» **SELECTION**:
# 3 year old hedgie



## TimmG (Jun 10, 2012)

Hello,
My name is Timm and I am new to the forums but not new to Hedgehogs. I adopted Mimi on 07/03/09. Her birth was 05/01/09. She is now 3 and doing fine. I have read lots of posts on here, but most of the ones concerning behavior are related to 11 weeks-12 months. I have just accepted the fact that Mimi does not like interaction. Even when I first adopted her up to the year mark I held her daily, and to no avail. My friend an I are each considering adopting a hedgehog and I was wondering in what ways could I handle Mimi to get her more accustomed to being in the same room as another. Or since they will be in separate cages will it not matter? As of now I try to hold Mimi 2 times a week and I bathe her bi-weekly with a clipping tri-weekly. _I don't hold her so little because I don't want to, I hold her so little because that is what she wants. She despises being touched in any way _ Any helpful comments will be appreciated.


----------



## HedgieGirl519 (Oct 21, 2011)

You need to be holding her for *at least* 30 minutes each day. She won't become socialized without it. If you don't hold her because she "doesn't want you to", you are teaching her that it's okay to ball up, humph, etc.

She will be okay being in the same room as another hedgehog, just not the same cage.

Items in a dataset listing:
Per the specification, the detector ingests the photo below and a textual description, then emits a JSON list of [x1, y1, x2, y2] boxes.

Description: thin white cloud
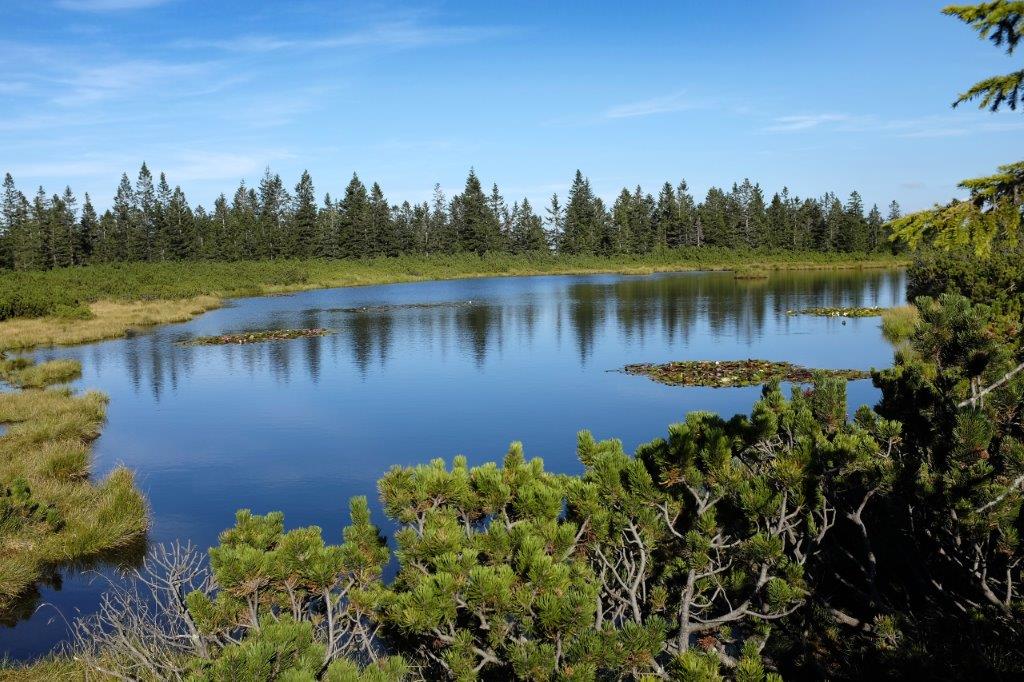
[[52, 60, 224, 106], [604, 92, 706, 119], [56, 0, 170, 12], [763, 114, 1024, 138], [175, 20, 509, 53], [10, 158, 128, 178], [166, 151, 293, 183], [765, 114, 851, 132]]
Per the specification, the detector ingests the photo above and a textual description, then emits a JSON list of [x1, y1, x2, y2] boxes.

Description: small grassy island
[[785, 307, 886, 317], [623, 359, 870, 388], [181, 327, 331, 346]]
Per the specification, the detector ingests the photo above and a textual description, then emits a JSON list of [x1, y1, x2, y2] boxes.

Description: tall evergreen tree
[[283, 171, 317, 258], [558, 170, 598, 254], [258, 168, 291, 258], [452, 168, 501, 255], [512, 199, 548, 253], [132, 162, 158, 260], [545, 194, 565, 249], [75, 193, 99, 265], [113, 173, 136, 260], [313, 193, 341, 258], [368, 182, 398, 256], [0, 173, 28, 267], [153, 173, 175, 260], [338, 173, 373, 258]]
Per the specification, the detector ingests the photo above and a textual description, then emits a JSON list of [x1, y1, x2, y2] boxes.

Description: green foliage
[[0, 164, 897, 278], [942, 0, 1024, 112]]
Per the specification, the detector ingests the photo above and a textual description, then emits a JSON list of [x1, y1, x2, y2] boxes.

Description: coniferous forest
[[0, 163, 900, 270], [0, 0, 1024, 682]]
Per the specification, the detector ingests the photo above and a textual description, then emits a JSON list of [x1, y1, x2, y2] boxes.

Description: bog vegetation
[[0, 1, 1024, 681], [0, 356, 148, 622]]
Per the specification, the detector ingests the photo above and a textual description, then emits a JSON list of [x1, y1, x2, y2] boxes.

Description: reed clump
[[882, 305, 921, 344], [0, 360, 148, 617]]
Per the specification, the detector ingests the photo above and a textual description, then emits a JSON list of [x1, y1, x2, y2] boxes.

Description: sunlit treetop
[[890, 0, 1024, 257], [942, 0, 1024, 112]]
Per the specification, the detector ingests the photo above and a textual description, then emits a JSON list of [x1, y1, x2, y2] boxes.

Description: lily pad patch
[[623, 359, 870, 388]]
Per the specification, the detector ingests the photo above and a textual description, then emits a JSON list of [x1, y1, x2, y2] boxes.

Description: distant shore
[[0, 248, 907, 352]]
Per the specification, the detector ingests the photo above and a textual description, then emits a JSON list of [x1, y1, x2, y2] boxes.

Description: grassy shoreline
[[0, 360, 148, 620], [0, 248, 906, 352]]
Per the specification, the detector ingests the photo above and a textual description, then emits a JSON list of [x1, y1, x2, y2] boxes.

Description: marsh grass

...

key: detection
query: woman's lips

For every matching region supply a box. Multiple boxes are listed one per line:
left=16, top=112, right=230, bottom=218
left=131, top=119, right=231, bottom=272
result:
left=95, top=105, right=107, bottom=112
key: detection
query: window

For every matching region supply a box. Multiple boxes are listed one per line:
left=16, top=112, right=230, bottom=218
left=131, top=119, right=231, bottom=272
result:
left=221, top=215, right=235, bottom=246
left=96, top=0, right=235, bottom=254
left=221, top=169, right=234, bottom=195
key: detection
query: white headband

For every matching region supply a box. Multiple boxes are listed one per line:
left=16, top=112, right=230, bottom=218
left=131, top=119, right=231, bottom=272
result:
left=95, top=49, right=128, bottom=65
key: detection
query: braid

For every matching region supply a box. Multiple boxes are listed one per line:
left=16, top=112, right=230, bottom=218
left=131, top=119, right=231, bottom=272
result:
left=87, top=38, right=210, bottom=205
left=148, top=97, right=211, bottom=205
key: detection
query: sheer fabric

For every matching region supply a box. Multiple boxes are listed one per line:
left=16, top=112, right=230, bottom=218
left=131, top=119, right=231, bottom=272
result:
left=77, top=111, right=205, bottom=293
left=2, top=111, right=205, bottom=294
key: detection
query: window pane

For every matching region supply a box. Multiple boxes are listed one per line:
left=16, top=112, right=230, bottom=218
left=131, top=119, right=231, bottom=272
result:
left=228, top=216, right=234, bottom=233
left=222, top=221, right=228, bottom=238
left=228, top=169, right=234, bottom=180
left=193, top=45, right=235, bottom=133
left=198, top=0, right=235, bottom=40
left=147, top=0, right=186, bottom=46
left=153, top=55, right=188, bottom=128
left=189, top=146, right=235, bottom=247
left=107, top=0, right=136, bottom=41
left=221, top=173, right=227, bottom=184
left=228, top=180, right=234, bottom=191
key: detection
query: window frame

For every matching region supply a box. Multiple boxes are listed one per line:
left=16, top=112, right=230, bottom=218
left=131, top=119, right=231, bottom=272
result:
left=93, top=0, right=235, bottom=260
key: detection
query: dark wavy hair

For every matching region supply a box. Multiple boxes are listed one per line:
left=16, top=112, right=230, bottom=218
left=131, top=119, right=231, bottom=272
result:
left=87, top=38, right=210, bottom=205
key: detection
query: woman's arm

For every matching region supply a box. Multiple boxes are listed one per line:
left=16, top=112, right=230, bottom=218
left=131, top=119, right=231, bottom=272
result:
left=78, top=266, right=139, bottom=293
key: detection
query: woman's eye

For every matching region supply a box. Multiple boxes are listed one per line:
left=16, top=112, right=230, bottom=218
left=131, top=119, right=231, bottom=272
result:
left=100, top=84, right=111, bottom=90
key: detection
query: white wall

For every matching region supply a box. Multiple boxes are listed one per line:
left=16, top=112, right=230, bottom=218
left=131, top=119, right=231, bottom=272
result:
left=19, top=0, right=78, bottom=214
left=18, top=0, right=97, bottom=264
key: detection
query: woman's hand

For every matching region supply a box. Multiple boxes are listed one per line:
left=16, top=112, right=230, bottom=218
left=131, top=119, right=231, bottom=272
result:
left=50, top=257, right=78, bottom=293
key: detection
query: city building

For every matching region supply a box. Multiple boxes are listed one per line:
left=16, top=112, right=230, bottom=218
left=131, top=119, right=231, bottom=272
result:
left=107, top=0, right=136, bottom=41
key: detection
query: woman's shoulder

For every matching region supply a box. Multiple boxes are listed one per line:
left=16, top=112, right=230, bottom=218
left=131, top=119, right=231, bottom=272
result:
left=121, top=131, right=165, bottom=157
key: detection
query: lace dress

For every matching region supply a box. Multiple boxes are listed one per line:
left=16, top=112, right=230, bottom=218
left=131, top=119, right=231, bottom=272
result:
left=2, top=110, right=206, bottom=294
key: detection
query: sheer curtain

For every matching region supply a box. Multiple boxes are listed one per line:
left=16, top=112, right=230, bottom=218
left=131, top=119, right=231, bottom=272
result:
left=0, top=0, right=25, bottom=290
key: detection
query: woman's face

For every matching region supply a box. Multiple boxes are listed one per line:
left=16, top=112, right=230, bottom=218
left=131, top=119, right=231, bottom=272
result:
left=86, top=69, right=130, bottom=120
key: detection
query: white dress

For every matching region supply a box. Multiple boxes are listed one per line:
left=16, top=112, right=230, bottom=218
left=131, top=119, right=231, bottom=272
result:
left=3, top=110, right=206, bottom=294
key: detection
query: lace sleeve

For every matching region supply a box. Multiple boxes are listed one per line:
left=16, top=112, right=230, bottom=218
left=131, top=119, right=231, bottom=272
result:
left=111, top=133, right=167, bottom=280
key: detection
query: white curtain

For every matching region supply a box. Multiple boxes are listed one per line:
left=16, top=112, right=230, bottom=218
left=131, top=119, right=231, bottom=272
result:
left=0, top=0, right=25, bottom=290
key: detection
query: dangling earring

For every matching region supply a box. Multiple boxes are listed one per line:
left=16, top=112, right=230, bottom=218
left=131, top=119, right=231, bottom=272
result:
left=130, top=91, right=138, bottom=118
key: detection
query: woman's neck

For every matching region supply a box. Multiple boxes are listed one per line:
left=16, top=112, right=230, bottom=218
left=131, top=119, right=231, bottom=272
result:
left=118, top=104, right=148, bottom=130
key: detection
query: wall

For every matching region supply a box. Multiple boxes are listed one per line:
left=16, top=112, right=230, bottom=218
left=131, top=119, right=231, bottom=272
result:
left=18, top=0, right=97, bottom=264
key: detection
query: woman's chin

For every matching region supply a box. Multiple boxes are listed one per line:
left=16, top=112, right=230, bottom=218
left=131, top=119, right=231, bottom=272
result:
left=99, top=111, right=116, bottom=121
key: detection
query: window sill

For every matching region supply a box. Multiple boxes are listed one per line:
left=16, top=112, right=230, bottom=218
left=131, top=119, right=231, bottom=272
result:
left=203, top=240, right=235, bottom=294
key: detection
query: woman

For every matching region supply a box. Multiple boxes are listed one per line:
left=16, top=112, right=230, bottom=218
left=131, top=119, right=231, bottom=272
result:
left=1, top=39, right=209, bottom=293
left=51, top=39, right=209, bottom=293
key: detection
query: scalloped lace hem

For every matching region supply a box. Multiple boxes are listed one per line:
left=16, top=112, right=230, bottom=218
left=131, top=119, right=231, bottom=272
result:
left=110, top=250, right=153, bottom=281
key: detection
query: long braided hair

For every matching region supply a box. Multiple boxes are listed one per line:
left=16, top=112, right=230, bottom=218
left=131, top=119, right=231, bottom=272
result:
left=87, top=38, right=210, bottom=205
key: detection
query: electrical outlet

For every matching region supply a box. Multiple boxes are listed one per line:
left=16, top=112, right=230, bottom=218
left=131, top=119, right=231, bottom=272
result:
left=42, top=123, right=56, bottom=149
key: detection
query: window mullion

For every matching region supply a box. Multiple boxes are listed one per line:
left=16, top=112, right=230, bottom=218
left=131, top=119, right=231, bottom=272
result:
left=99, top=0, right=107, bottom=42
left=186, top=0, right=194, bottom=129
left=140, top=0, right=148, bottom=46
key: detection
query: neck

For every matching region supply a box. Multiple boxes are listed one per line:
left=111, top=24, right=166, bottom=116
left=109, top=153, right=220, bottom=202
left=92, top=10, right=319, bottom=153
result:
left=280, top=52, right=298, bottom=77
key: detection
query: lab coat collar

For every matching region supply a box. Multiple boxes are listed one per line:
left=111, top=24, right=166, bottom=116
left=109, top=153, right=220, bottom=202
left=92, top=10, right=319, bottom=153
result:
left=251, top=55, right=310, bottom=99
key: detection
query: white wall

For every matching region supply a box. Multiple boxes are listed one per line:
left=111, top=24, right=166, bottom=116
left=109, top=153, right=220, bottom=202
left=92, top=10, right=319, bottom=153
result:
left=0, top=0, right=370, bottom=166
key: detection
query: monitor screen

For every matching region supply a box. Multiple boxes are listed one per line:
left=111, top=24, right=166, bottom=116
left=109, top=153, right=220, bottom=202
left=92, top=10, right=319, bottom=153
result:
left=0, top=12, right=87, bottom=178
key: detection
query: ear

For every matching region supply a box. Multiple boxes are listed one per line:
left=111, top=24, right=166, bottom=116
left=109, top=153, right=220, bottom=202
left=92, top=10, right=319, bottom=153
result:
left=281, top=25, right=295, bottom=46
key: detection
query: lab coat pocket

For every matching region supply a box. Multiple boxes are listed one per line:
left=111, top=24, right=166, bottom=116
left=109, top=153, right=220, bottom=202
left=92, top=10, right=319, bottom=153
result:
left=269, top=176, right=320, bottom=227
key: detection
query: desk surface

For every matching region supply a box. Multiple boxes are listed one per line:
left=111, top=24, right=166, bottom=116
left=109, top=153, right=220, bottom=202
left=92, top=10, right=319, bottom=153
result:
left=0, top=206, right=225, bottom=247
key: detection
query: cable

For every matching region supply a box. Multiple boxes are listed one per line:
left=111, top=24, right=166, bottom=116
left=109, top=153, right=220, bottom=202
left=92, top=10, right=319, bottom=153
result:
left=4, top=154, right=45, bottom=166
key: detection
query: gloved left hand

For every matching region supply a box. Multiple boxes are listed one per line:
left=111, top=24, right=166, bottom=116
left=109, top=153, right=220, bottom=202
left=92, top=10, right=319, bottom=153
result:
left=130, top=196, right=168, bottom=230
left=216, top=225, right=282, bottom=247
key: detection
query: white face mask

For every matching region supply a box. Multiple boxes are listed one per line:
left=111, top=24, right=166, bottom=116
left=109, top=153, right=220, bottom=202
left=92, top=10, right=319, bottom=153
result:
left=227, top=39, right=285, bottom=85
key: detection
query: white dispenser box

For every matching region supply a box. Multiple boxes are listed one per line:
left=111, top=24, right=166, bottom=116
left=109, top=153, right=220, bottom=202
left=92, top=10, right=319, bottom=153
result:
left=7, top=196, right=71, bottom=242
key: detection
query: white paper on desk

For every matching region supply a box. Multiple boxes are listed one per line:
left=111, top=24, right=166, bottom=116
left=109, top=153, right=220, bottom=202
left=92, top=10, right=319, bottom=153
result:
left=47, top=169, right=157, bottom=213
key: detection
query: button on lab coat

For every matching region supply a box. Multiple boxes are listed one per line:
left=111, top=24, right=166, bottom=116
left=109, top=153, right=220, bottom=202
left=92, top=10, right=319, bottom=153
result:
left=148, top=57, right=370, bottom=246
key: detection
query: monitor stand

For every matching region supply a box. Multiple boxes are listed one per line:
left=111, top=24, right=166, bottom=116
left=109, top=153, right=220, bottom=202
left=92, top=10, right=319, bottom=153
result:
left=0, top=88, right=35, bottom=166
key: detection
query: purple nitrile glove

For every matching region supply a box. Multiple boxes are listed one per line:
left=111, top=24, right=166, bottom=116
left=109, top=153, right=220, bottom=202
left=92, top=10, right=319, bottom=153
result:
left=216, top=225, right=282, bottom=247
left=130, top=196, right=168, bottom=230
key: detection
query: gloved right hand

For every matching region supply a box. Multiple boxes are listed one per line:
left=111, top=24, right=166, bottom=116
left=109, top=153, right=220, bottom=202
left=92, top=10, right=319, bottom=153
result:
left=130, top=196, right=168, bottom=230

» **REQUIREMENTS**:
[A] Please repeat the stretch of the hedgehog thread from "## HedgieGirl519 (Oct" through "the same cage.".
[B] Answer these questions from the hedgehog thread:
(i) On what date did Timm adopt Mimi?
(ii) How often does Timm bathe Mimi?
(iii) According to HedgieGirl519, how long should Mimi be held each day?
The listing has no connection to the hedgehog thread.

» **EXPECTED OUTPUTS**:
[A]
## HedgieGirl519 (Oct 21, 2011)

You need to be holding her for *at least* 30 minutes each day. She won't become socialized without it. If you don't hold her because she "doesn't want you to", you are teaching her that it's okay to ball up, humph, etc.

She will be okay being in the same room as another hedgehog, just not the same cage.

[B]
(i) 07/03/09
(ii) Bi-weekly
(iii) At least 30 minutes